==== MATERIAL SHOWN
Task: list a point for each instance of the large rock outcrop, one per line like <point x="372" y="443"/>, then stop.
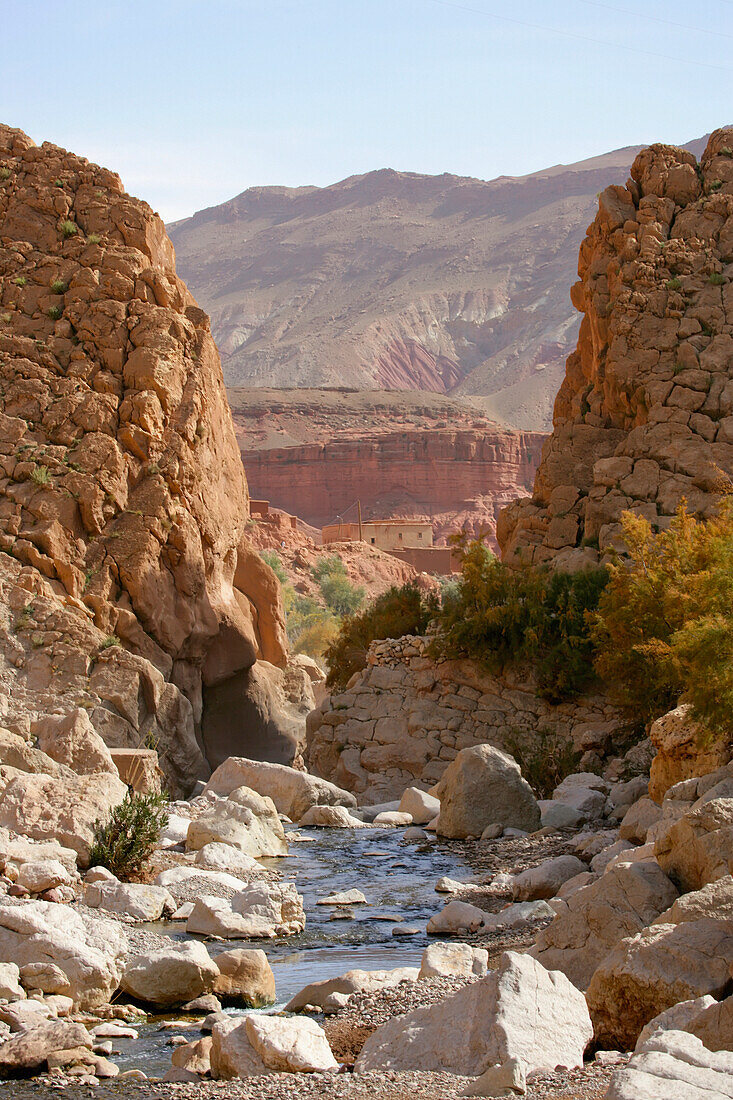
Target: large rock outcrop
<point x="644" y="418"/>
<point x="126" y="583"/>
<point x="403" y="719"/>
========
A faithful copy of the records above, without images, is what to give back.

Task: list a point for each instance of the large rock outcrop, one per line like <point x="372" y="443"/>, then stop.
Target: large rock outcrop
<point x="644" y="418"/>
<point x="126" y="583"/>
<point x="403" y="719"/>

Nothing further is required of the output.